- [Written request] Revise every one of the entries below by replacing "bounding box" with "outline" and changing nothing else. Leave the pictures out of your version.
== Listed entries ==
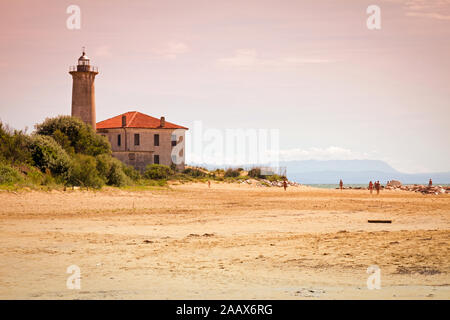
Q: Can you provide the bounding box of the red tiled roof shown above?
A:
[97,111,188,130]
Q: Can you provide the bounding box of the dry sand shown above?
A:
[0,183,450,299]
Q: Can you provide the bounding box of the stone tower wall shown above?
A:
[70,71,97,130]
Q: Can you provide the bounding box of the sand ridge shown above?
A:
[0,183,450,299]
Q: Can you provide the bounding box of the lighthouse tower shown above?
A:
[69,48,98,130]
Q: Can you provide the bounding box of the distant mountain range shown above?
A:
[189,160,450,184]
[280,160,450,184]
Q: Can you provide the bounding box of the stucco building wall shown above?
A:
[97,128,185,171]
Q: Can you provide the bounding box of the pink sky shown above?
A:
[0,0,450,172]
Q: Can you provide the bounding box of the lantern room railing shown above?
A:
[69,65,98,73]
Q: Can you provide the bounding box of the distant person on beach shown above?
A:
[375,181,380,194]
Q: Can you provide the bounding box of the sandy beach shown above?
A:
[0,183,450,299]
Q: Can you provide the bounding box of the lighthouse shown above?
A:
[69,48,98,130]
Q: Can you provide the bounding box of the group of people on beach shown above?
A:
[339,179,381,194]
[369,181,381,194]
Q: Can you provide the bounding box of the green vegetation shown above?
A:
[144,164,174,180]
[0,116,284,190]
[0,116,142,189]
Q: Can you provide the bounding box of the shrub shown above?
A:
[0,163,23,184]
[0,122,31,164]
[29,135,71,179]
[122,163,142,181]
[22,166,44,185]
[68,154,105,189]
[224,168,240,178]
[248,168,262,178]
[35,116,111,156]
[183,168,206,178]
[107,158,130,187]
[144,164,173,179]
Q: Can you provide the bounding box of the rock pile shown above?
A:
[386,184,450,194]
[241,179,300,187]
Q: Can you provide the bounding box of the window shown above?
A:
[171,134,177,147]
[134,133,140,146]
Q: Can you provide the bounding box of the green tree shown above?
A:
[144,164,173,180]
[68,154,105,189]
[0,122,31,164]
[35,116,111,156]
[29,135,71,180]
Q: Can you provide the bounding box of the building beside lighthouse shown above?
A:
[69,50,188,172]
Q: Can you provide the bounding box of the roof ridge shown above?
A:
[129,111,138,125]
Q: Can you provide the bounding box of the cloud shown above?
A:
[404,0,450,20]
[218,49,331,67]
[279,146,371,161]
[93,46,112,57]
[153,41,189,59]
[406,12,450,20]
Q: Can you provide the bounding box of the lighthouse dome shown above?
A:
[78,52,89,61]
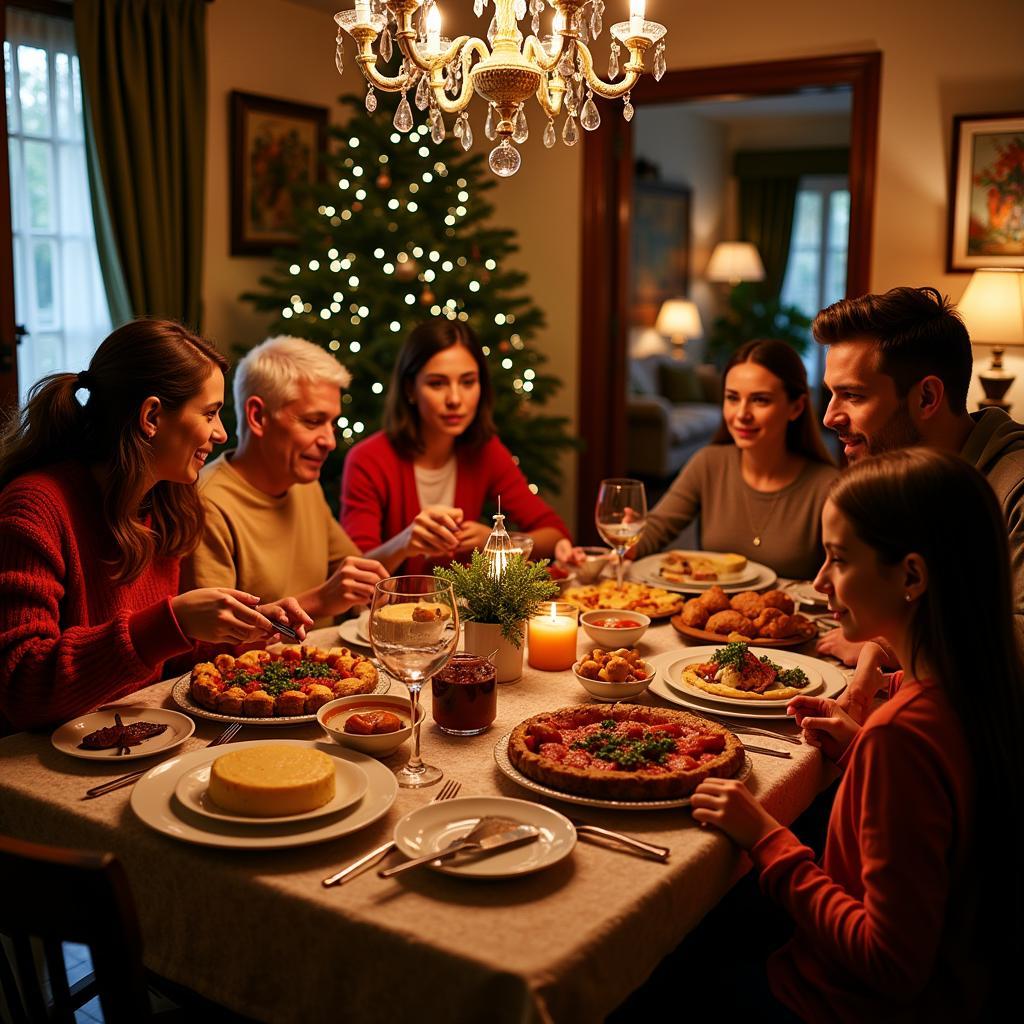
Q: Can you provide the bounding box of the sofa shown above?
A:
[626,355,722,479]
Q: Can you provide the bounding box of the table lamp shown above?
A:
[956,268,1024,411]
[705,242,765,285]
[654,299,703,359]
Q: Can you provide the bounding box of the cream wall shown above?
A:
[204,0,1024,514]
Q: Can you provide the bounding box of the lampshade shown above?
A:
[956,269,1024,347]
[654,299,703,339]
[705,242,765,285]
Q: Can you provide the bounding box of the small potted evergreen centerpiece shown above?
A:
[434,551,558,683]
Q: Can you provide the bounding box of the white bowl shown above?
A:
[572,662,654,703]
[580,608,650,650]
[573,548,611,586]
[316,693,423,758]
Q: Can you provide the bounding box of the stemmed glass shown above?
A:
[370,575,459,787]
[594,478,647,587]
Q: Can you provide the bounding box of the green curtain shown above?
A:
[74,0,206,329]
[733,148,850,299]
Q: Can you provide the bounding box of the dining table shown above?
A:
[0,621,834,1024]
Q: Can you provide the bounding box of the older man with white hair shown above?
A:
[181,336,388,626]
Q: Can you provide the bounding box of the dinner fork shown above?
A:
[82,722,242,800]
[324,778,462,888]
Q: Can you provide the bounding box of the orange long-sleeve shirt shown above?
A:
[751,681,987,1024]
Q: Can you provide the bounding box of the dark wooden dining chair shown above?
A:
[0,836,154,1024]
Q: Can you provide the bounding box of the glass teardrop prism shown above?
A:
[392,93,413,131]
[487,138,522,178]
[416,74,430,111]
[512,103,529,145]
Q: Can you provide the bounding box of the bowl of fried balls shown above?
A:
[572,647,654,703]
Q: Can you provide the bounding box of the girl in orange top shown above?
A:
[693,449,1024,1022]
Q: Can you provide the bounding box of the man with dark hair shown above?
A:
[811,288,1024,665]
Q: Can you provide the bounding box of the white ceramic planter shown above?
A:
[463,623,526,683]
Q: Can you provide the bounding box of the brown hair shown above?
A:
[811,288,973,416]
[384,317,496,459]
[0,319,227,583]
[712,338,834,466]
[830,447,1024,959]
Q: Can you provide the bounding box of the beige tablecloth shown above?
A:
[0,625,826,1024]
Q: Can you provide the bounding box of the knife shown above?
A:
[377,825,541,879]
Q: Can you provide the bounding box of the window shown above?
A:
[781,175,850,392]
[3,7,111,401]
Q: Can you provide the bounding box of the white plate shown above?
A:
[50,708,196,764]
[131,739,398,850]
[495,733,754,811]
[647,644,846,722]
[171,662,391,725]
[662,647,824,708]
[630,555,778,594]
[174,758,368,825]
[394,797,575,879]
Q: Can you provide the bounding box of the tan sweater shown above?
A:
[636,444,839,580]
[181,452,359,626]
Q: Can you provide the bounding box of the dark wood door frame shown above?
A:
[577,51,882,543]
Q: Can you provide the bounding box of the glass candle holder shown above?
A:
[526,601,579,672]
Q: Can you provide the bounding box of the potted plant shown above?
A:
[434,551,558,683]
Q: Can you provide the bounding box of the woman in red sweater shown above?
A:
[341,318,572,573]
[0,319,311,734]
[693,449,1024,1022]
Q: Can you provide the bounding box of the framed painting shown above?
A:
[630,180,692,328]
[230,92,328,256]
[946,114,1024,272]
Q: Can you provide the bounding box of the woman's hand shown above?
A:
[171,587,286,643]
[690,778,778,850]
[785,696,860,761]
[406,505,463,558]
[256,597,313,644]
[817,629,864,666]
[323,555,390,610]
[456,521,490,555]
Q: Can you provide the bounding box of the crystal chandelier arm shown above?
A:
[577,40,646,99]
[430,37,487,114]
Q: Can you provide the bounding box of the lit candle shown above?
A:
[630,0,647,36]
[427,3,441,53]
[527,601,578,672]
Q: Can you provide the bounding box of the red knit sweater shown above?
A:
[0,463,193,732]
[751,681,987,1022]
[341,432,569,574]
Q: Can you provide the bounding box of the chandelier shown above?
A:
[334,0,666,177]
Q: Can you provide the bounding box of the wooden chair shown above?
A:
[0,836,153,1024]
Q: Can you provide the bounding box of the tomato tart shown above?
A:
[508,703,744,801]
[188,646,377,718]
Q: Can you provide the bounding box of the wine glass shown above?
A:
[369,575,459,787]
[594,478,647,587]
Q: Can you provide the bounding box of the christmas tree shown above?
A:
[242,96,575,516]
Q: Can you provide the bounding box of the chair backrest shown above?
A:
[0,836,152,1024]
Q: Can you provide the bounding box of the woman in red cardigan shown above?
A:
[341,318,572,573]
[0,319,311,734]
[693,449,1024,1022]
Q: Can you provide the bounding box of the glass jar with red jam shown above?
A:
[430,652,498,736]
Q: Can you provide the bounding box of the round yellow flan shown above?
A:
[209,743,335,818]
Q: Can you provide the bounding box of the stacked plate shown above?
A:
[648,644,846,719]
[631,551,778,594]
[131,739,398,850]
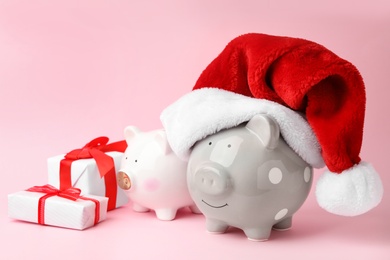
===
- [Task solution]
Q: Can you provide the outline of the red tiled roof shown above?
A:
[97,111,188,130]
Q: Can you provide the outline of the dry sand shown above?
A:
[0,183,450,299]
Q: Can you provide the outline of the stone tower wall shown above?
A:
[70,71,97,130]
Q: Can you provide the outline of the sand ridge shown above?
A:
[0,183,450,299]
Q: Can you provide the outline of the lighthouse tower shown above?
A:
[69,48,98,130]
Q: Can you provide the outline of the distant mountain range shown above?
A:
[189,160,450,184]
[280,160,450,184]
Q: Can you provide the outline of the stucco building wall shown above?
A:
[97,128,185,171]
Q: Can you provide the outline of the pink sky shown above?
A:
[0,0,450,172]
Q: Can you provide the outline of the lantern room railing shown above?
A:
[69,65,98,73]
Q: Can you provide the outline of the distant person on beach shown above?
A:
[375,181,380,194]
Q: Can you provide the outline of the sandy beach shown above?
A:
[0,183,450,299]
Q: Can you provide the outline of the lighthouse shown above?
A:
[69,48,98,130]
Q: Can you provide the outline of the group of people on beach shown above?
A:
[339,179,381,194]
[369,181,381,194]
Q: Can you provide the outline of the green vegetation shown above?
A:
[144,164,174,180]
[0,116,284,190]
[0,116,142,189]
Q: Can you provide the outline of the shrub shown above?
A:
[0,163,23,184]
[0,122,31,164]
[29,135,71,179]
[122,163,142,181]
[22,166,44,185]
[68,154,105,189]
[224,168,240,178]
[248,168,262,178]
[35,116,111,156]
[183,168,206,178]
[107,158,130,187]
[144,164,173,179]
Q: Can you provide the outline of the rock pile shown above?
A:
[386,184,450,194]
[241,179,300,187]
Q: Can you provide the outline of the window shown above?
A:
[171,134,177,147]
[134,133,140,146]
Q: Can you provide the outline of the green tree shown above?
A:
[144,164,173,180]
[68,154,105,189]
[0,122,31,164]
[35,116,111,156]
[29,135,71,180]
Q: Can you provide the outline of the building beside lighthouse shown above?
A:
[69,50,188,172]
Q: Can you provide the outline of the roof ridge shown above?
A:
[129,111,138,125]
Q: Can you provide the outline of the cloud shown above?
A:
[404,0,450,20]
[218,49,331,67]
[279,146,371,161]
[93,46,112,57]
[153,41,189,59]
[406,12,450,20]
Q: Can you provide the outline of the lighthouse dome shown above?
A:
[78,52,89,61]
Q: Can you provide the outline of the sofa shown above?
A:
[626,355,722,479]
Q: Can you provide the outline of the table lamp shown above?
A:
[956,268,1024,411]
[705,242,765,285]
[654,299,703,359]
Q: Can you provide the outline of the cream wall shown above?
A:
[204,0,1024,514]
Q: Can you provide the outline of the lampshade shown above?
A:
[956,269,1024,347]
[654,299,703,339]
[705,242,765,285]
Q: Can you provide the outline of the small potted evergreen centerpiece shown above?
A:
[434,551,558,683]
Q: Can you provide the outline of the white bowl shown above?
A:
[572,662,654,703]
[580,608,650,650]
[573,548,611,586]
[316,693,423,758]
Q: Can you provide the outline of the stemmed glass shown above?
A:
[370,575,459,787]
[594,478,647,587]
Q: Can you provide the outline of the green curtain shown above?
A:
[74,0,206,329]
[733,148,850,299]
Q: Can you provide the outline of the dining table shown above?
A:
[0,621,834,1024]
Q: Can you provide the outline of the older man with white hair shown above?
A:
[181,336,388,626]
Q: Can you provide the outline of the dinner fork shown above?
A:
[82,722,242,800]
[324,778,462,888]
Q: Can you provide the outline of the orange long-sleeve shirt shown above?
A:
[751,681,987,1024]
Q: Can you provide the outline of the dark wooden dining chair shown above?
A:
[0,836,154,1024]
Q: Can you provide the outline of the glass teardrop prism shown above?
A:
[392,93,413,131]
[487,138,522,178]
[416,74,430,111]
[512,103,529,145]
Q: Can you provide the outline of the bowl of fried balls shown above?
A:
[572,647,654,703]
Q: Can you provide the outline of the girl in orange top shown above?
A:
[693,449,1024,1022]
Q: Can you provide the outline of the man with dark hair shown above?
A:
[811,288,1024,665]
Q: Can you provide the outline of the white ceramic planter shown above?
A:
[463,623,526,683]
Q: Can you provide the outline of the brown hair shown above?
A:
[811,288,973,416]
[384,317,496,459]
[0,319,227,583]
[712,338,834,466]
[830,447,1024,959]
Q: Can you provide the outline of the beige tablecloth shown above?
A:
[0,625,826,1024]
Q: Can you provide the outline of the knife shown above?
A:
[377,825,541,879]
Q: Can you provide the outline of the window shown above?
A:
[781,175,850,392]
[3,7,111,401]
Q: Can you provide the outline of the white plate shown above?
A:
[50,708,196,764]
[131,739,398,850]
[495,733,754,811]
[647,644,846,722]
[171,662,391,725]
[662,647,824,708]
[630,555,778,594]
[174,758,368,825]
[394,797,575,879]
Q: Can you provide the outline of the tan sweater shown above?
A:
[636,444,839,580]
[181,452,359,626]
Q: Can you provide the outline of the dark wood door frame shown above?
A:
[577,51,882,543]
Q: Can you provide the outline of the glass candle holder shown above?
A:
[526,601,579,672]
Q: Can you provide the outline of the potted plant shown above?
A:
[434,551,558,683]
Q: Can you provide the outline of the woman in red sweater shown above?
A:
[341,318,572,573]
[0,319,311,734]
[693,449,1024,1022]
Q: Can you provide the outline of the framed painting shown above?
A:
[630,180,692,328]
[230,92,328,256]
[946,114,1024,272]
Q: Can you provide the outline of the woman's hand shown above?
A:
[171,587,286,643]
[690,778,778,850]
[785,696,860,761]
[406,505,463,558]
[256,597,313,644]
[817,629,864,666]
[323,555,390,610]
[456,521,490,555]
Q: Can you provide the outline of the crystal chandelier arm shown above?
A:
[577,40,646,99]
[430,37,487,114]
Q: Can you provide the outline of the lit candle shown above?
A:
[630,0,647,36]
[427,3,441,53]
[527,601,578,672]
Q: Can you provide the outline of the red knit sweater shown above?
A:
[0,463,193,732]
[751,681,987,1022]
[341,432,569,574]
Q: Can you provide the outline of the chandelier shown above?
A:
[334,0,666,177]
Q: Can you provide the outline of the wooden chair shown above?
A:
[0,836,153,1024]
Q: Can you provide the outline of the tomato tart shown above?
A:
[508,703,744,801]
[188,646,377,718]
Q: Can you provide the outline of the wine glass shown above?
A:
[369,575,459,787]
[594,478,647,587]
Q: Can you provide the outline of the christmas tree shown above?
A:
[242,96,575,516]
Q: Can you provide the outline of the chair backrest shown above?
A:
[0,836,152,1024]
Q: Can you provide the outline of the woman in red cardigan shown above?
A:
[341,318,572,573]
[0,319,311,734]
[693,449,1024,1022]
Q: Can you provide the outline of the glass jar with red jam shown above?
A:
[430,652,498,736]
Q: Can you provide the outline of the round yellow flan shown above?
A:
[209,743,335,818]
Q: Can you provide the outline of the stacked plate shown above?
A:
[648,644,846,719]
[631,551,778,594]
[131,739,398,850]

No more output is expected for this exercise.